Exercice
Dressez la liste de toutes les écoles et institutions d'enseignement nommées dans le texte sur l'HEPIA.

L’HEPIA de Genève, plus discrète que sa voisine lémanique l’EPFL, forme des ingénieurs recherchés par les industries du canton. Un cursus axé sur la pratique, qui plonge les étudiants dans les rouages très concrets de métiers marqués par la pénurie de talents.

Publié le 06 décembre 2022 05:56. Modifié le 16 avril 2023 11:19.

C’est un bâtiment qu’il faut un peu chercher, dans l’entrelacs des rues au-dessus de la gare de Cornavin. Et pourtant, c’est là que s’invente une partie de l’avenir industriel de Genève. Au 4 rue de la Prairie, ce vendredi de novembre, sous les néons jaunes d’une salle de robotique, des étudiants en génie mécanique avancent, autonomes, sur des projets concrets, parfois attendus par des entreprises locales.

Née en 2008 de la fusion entre l’école d’ingénieurs de Lullier et celle de Genève, l’HEPIA (haute école du paysage, d’ingénierie et d’architecture) est rattachée aux HES de Suisse occidentale. Plus d’un millier d’étudiants travaillent entre ces murs, «confrontés à la pratique et pas seulement à la théorie», insistent la direction et les professeurs.

En symbiose avec l’industrie

Cet ancrage dans le concret fait que l’on retrouve Alexandre, 25 ans, devant une impressionnante machine en métal, qui ressemble à un croisement entre un projecteur de cinéma et une machine à coudre géante. Dans les faits, l’appareil sert à coller des composants électroniques lumineux sur un ruban métallique. La première application est en phase d’être brevetée (si bien que nous n’en donnerons pas plus de détails!).

Alexandre est en master de génie mécanique. En parallèle de son cursus, il est engagé comme assistant par l’école et travaille sur un projet commandé par une entreprise privée. «Ce fonctionnement est typique de l’HEPIA, explique Michel Lauria, ingénieur et professeur. Des entreprises nous mandatent pour que l’on développe un produit. Nous mettons alors un ou plusieurs étudiants sur le projet, qui le conceptualisent de A à Z. C’est l’occasion pour eux de se frotter aux besoins des industries.»

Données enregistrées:

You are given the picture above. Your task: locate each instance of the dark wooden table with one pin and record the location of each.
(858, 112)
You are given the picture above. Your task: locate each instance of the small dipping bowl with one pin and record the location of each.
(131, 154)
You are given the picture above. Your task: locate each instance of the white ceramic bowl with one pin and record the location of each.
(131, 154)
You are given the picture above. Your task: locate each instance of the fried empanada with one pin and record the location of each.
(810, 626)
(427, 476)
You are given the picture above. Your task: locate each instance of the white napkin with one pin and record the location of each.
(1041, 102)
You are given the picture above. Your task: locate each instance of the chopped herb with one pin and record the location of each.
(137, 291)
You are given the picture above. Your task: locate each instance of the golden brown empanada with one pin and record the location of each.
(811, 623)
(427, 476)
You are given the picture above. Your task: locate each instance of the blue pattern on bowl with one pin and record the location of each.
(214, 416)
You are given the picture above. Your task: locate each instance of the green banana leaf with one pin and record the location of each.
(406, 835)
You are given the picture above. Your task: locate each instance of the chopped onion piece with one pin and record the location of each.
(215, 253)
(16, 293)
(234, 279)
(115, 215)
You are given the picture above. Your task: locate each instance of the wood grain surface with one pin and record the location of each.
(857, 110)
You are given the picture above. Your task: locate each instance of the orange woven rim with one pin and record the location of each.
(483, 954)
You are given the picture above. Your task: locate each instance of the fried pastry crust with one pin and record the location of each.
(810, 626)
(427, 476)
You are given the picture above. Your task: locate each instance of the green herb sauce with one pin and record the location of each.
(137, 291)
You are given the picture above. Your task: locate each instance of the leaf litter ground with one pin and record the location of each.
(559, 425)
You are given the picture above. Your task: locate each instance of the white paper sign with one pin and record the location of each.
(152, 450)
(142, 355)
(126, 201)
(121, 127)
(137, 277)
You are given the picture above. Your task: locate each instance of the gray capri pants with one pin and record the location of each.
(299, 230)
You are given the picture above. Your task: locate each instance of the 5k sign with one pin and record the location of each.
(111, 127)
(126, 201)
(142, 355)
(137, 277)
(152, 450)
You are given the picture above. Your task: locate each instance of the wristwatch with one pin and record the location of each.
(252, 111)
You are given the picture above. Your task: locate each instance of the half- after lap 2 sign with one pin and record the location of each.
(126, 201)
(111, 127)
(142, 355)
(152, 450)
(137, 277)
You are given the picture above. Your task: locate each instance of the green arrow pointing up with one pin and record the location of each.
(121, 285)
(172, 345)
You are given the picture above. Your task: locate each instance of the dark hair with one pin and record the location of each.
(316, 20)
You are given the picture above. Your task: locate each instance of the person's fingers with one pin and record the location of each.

Corrigé
- L'HEPIA (haute école du paysage, d'ingénierie et d'architecture)
- L'EPFL
- L'école d'ingénieurs de Lullier
- L'école d'ingénieurs de Genève
- Les HES de Suisse occidentale